2、戦前、非合法の下での活動を余儀なくされた日本共産党は、暗殺された山宣に「日本共産党員」の称を贈った。

山宣が命をかけて反対した治安維持法とは、当時の内閣の戦争政策に対する国民の批判を圧殺し、労働者、農民らの運動の高まりを抑圧するため、違反者の最高刑を死刑にするというもので、言論弾圧、結社の自由を否定し、闘かう前衛(日本共産党)の活動を圧殺しようとする悪法でした。

山宣は、国会で、上程される治安維持法に反対演説を行う強い意志を表明するも、反対討論の機会を奪われ、3月5日に右翼の凶刃に倒れたのです。

この事態を受け、「非公然の活動を続けていた日本共産党の中央委員会は、3月12日の『無産者新聞』に、故山本宣治に日本共産党の党員資格を贈ると発表」(冊子の40頁)しました。山宣の生涯は、日本共産党の闘いと深く結びついていたのです。

3、私は、元旦に山宣の墓を詣で、闘う決意を固めることを慣わしとしている

私は、1990年に、日本共産党の衆議院京都一区選挙区の候補者となって以来、年の初め・元旦に山宣のお墓・碑を訪れます。日本共産党の京都府・市会議員団、宇治市会議員団の皆さんと一緒に、新年にあたり、山宣の不屈の生涯に思いを馳せ、平和と民主主義の前進めざして奮闘する決意を固めるのです。  山宣のお墓・碑に続いて、京都に眠る革新運動の先達の墓・碑を詣でることも慣習としています。山宣に、総選挙立候補を日本共産党の決定として促した、“谷善”こと谷口善太郎衆議院議員、地方自治の灯台と称され民主府政を28年に渡って築いた蜷川虎三元知事、マルクス経済学者で京都帝国大学教授であった河上肇氏(選挙で山宣の推薦状を書き、応援演説も行っています)、清水焼労働者の谷善とともに京都の日本共産党を創立した西陣労働者の国領五一郎氏、京都で平和と民主主義の前進のために闘った無名の戦士を祀った京都解放戦士の碑などを訪れ、先達に奮闘の誓いを述べているのです。

 

 

山宣の碑

 

4、山宣の生涯を描いた映画「武器なき斗い」を、ぜひ視てほしい。

山宣の闘いの生涯は、日本共産党員である山本薩夫監督の手で「武器なき斗い」として映画化されました。

ヒョーマンでかつユーモラスな山宣の人物像と庶民の苦しい生活が描かれています。映画では「私が山本宣治です。私も四人の子持ちです。子どもがあるからには女房がある。女房がいるから子どもができる。つまり夜になるとみんな同じことをしているんです。ここにおられる巡査部長さんも夜寝るときはまさかサーベルを吊ったままではないでしょう」と語っています。

_課題_:
- A) 山宣についての文章によると、映画「武器なき斗い」を監督したのは誰か。
- B) 山宣についての文章を、最後の文の後から引き継いで書き進めなさい。

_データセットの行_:
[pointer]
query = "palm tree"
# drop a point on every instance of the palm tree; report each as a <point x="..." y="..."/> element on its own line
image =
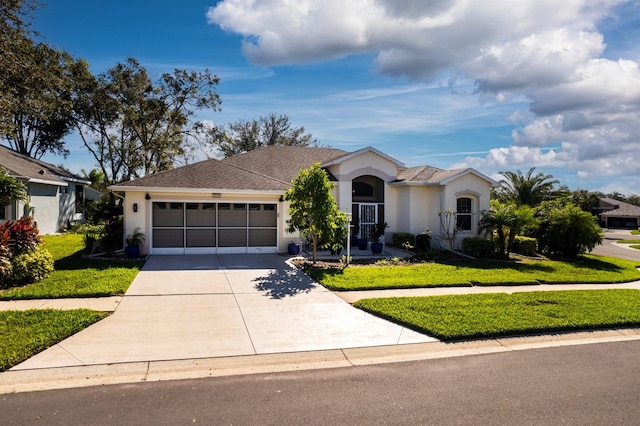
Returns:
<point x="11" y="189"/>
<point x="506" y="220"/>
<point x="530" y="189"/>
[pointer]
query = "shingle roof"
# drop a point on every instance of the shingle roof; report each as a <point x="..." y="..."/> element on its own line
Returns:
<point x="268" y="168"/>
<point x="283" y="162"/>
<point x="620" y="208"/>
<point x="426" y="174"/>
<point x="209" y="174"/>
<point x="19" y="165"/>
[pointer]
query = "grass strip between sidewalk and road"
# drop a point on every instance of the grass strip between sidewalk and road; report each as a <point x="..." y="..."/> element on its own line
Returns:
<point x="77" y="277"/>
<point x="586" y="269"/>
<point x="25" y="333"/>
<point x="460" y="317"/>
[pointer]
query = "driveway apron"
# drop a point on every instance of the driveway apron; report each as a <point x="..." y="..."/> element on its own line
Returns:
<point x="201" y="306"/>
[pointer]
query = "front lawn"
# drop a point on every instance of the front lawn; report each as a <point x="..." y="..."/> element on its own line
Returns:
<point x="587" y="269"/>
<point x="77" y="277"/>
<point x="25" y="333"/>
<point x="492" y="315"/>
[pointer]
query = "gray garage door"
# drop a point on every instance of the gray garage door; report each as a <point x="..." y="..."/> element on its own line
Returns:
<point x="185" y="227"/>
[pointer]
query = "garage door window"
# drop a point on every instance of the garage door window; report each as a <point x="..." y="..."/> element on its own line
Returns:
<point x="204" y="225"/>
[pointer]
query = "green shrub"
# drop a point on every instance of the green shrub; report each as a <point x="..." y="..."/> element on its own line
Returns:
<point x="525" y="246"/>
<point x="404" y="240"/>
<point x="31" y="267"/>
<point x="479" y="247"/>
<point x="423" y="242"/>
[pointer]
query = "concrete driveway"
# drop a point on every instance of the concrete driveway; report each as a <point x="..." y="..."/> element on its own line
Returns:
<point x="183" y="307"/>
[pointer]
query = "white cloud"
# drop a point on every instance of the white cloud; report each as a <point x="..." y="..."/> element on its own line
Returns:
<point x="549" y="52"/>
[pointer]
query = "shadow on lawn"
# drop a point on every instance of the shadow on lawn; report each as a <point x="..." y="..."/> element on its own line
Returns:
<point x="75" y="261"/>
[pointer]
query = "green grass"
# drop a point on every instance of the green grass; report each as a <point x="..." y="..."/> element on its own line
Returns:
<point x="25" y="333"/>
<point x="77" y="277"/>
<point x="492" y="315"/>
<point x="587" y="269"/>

==

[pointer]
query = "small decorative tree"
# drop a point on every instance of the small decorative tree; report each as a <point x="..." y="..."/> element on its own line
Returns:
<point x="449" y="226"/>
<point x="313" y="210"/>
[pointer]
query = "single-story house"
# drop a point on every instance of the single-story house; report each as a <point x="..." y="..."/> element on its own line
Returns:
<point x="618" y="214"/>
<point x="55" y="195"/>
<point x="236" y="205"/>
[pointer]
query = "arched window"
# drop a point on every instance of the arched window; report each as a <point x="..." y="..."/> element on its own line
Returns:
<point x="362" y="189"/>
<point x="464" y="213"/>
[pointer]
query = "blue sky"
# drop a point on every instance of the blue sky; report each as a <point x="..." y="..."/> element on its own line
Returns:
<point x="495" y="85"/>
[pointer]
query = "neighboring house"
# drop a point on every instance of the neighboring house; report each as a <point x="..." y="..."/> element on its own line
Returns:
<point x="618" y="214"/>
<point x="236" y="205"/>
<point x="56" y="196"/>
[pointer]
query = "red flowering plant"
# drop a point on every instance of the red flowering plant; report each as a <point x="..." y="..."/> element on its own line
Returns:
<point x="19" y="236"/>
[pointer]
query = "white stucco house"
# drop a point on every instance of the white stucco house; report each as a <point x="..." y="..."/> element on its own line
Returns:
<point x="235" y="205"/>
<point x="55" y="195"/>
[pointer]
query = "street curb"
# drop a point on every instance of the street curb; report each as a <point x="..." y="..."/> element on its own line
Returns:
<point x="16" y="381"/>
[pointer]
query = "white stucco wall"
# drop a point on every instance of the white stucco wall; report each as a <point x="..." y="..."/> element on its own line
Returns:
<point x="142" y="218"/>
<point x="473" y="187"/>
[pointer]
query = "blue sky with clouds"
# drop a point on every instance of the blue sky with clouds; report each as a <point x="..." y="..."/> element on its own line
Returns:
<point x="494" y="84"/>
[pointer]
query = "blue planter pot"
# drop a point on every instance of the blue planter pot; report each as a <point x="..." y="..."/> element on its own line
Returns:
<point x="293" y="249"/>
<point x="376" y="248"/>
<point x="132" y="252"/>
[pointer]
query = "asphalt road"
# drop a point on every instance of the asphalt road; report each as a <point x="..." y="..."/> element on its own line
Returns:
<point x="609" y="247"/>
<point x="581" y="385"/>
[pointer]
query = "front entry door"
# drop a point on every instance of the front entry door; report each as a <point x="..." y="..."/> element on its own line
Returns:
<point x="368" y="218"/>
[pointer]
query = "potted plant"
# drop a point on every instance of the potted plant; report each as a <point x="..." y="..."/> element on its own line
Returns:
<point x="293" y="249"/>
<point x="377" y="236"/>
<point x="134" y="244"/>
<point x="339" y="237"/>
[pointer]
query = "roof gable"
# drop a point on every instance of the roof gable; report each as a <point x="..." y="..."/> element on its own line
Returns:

_各課題の解答_:
- A) 山本薩夫監督である。

- B)
同じく「わが国の子ども命名に就いての習慣を見るに、特に子沢山な無産階級の間において、親たちの望まぬ児がうまれた時、留吉、お末など最早これ以上うむまいといふ親の態度を告白する。が、さてさうは決心しても、また続いて出来た時は、捨吉なぞとかなり薄情な名をつける人もある」と当時の「貧乏人の子沢山、生活難」、民衆のための産児制限運動の場面を表したのです。

戦後日本共産党の衆議院議員として活躍した谷口善太郎さんは、映画では、「谷さん」として登場しています。

もう一つの白眉は、山宣の国会質疑の場面です。1929年2月8日、「第五十六回帝国議会衆議院予算委員第二分科(内務省及拓殖省所管)会議録を、忠実に再現しています。

山本宣治質問(議事録1ページ)

 

当時の官憲による不法検束、勾留、拷問についての事実による告発と弾圧に対する糾弾は、圧巻と言うしかありません。「冬の寒空に眞裸で四ッ這にさせられて・・・竹刀で殴って・・・床を舐めさせた」「被告は竹刀で繰返し殴られて悶絶した、不図眼ガ覚めたら枕許に茶碗に線香が立ててあった攻め殺したものと思うた人間が、流石に死んだ者の怨みが怖いか冥福を弔ふ為に、其死體と見られた者の枕邊に線香を立てて置いた」(議事録原文は、当時の仮名遣いで書かれている)という告発の場面。

 

山本宣治質問(33ページ)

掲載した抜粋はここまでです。